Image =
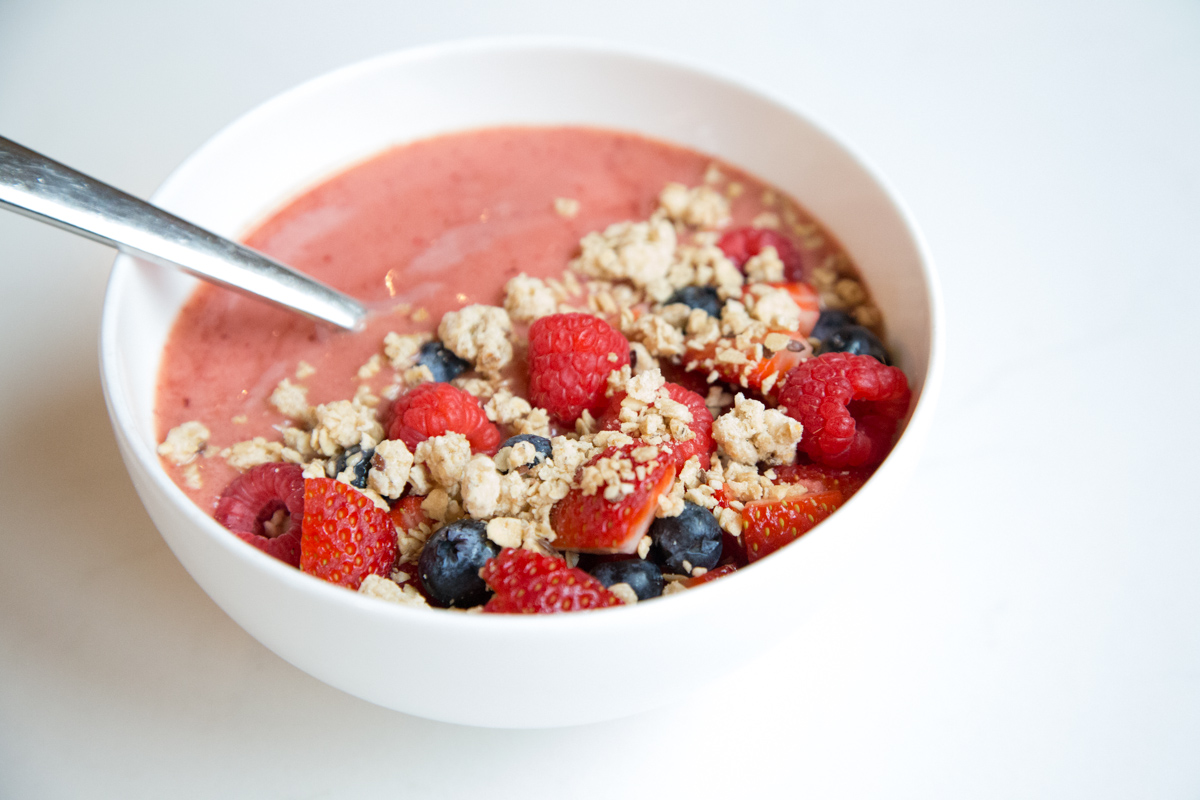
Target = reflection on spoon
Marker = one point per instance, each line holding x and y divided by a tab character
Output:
45	190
• • • • •
▶ Problem:
Every line of the records must come back unchanged, except that pictures are dropped.

▶ The completed task:
Image =
Target = reflection on spoon
Marker = one point per instance, each line holding x and y divided by a tab character
Output:
45	190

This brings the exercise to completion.